Part of a data file:
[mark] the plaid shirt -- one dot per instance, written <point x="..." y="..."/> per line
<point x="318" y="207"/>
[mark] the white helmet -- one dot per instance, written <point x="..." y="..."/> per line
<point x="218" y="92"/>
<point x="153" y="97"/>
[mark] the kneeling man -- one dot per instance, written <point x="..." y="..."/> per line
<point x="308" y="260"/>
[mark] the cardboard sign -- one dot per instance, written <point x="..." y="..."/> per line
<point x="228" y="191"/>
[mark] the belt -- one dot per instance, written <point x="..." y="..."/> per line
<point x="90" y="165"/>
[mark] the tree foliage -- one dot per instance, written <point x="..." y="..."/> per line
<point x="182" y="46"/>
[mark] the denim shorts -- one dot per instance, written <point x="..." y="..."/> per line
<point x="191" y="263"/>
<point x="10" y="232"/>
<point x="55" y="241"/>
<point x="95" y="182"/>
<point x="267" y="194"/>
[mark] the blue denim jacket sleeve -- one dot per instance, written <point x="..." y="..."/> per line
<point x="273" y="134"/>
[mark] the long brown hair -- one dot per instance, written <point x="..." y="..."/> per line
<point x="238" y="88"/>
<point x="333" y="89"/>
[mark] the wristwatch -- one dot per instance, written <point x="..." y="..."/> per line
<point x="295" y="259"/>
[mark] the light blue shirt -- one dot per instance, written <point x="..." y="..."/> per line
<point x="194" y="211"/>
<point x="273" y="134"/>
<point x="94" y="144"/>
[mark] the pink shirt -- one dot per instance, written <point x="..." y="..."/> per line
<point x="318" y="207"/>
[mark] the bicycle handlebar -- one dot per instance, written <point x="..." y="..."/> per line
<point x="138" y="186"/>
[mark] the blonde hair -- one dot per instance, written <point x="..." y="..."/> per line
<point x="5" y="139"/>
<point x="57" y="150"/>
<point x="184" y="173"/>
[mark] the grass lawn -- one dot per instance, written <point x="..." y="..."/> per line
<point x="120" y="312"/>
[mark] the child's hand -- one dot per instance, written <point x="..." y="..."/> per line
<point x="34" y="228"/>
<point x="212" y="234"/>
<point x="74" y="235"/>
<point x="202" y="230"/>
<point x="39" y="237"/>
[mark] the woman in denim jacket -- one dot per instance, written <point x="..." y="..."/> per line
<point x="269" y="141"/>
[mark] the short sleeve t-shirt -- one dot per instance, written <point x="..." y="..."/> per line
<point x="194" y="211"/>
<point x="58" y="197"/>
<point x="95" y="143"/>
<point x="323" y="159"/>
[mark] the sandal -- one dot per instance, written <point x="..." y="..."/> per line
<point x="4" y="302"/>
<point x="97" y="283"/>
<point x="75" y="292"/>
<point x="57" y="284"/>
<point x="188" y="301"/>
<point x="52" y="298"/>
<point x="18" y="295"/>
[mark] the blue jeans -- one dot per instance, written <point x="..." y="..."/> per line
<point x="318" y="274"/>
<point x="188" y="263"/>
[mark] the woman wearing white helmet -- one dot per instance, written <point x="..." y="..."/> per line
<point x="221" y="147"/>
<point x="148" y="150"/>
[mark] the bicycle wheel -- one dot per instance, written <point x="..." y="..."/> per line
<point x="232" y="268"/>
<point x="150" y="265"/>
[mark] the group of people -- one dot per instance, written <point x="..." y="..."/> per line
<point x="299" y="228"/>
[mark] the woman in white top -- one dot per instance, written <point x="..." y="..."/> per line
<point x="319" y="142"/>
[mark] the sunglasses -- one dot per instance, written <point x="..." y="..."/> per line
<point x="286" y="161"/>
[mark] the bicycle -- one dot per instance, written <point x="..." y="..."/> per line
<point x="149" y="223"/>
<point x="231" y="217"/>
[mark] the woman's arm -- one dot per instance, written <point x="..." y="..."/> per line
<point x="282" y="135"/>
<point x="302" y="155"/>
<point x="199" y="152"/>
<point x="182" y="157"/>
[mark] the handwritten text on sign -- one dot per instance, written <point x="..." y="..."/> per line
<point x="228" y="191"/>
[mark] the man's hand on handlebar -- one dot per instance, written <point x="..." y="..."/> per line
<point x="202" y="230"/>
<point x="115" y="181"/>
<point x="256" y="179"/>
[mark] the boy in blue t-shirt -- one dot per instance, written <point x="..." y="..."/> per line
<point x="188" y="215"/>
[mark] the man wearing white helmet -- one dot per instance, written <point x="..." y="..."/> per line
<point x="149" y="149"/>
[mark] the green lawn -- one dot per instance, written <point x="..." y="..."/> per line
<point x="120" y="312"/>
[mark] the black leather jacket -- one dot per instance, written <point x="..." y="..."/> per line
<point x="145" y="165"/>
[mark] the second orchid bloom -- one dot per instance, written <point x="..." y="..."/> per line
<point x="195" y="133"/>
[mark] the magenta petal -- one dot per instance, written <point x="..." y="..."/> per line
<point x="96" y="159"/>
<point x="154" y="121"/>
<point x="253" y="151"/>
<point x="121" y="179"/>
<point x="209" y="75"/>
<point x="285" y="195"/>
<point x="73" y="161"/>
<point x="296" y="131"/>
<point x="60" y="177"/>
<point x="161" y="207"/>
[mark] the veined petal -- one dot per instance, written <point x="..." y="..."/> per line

DIRECTIONS. Starting with the line that contains "[mark] the woman's", write out each line through the end of the listing, exactly as it appears, and include nothing else.

RESPONSE TO THIS TASK.
[mark] the woman's arm -- one dot per instance, written <point x="..." y="..."/> per line
<point x="282" y="135"/>
<point x="302" y="155"/>
<point x="199" y="152"/>
<point x="182" y="157"/>
[mark] the handwritten text on sign -- one dot per instance, written <point x="..." y="..."/> per line
<point x="228" y="191"/>
[mark] the man's hand on handlebar -- one dot per instance, written <point x="..." y="..."/> per line
<point x="202" y="230"/>
<point x="115" y="181"/>
<point x="256" y="179"/>
[mark] the boy in blue t-shirt -- one dot per instance, written <point x="..." y="..."/> per line
<point x="188" y="215"/>
[mark] the man wearing white helmet -- one dot per instance, written <point x="..." y="..."/> per line
<point x="149" y="149"/>
[mark] the green lawn -- one dot per instance, written <point x="..." y="..."/> per line
<point x="120" y="312"/>
[mark] the black leather jacket -- one dot per instance, written <point x="..." y="..."/> per line
<point x="145" y="165"/>
[mark] the second orchid bloom -- one dot per instance, written <point x="..." y="..."/> per line
<point x="195" y="133"/>
[mark] the magenta petal -- one dot per instance, written <point x="..." y="..."/> per line
<point x="96" y="159"/>
<point x="154" y="121"/>
<point x="253" y="151"/>
<point x="121" y="179"/>
<point x="209" y="75"/>
<point x="285" y="195"/>
<point x="73" y="161"/>
<point x="296" y="131"/>
<point x="60" y="177"/>
<point x="161" y="207"/>
[mark] the veined petal -- one dot per instance, written <point x="..." y="..."/> per line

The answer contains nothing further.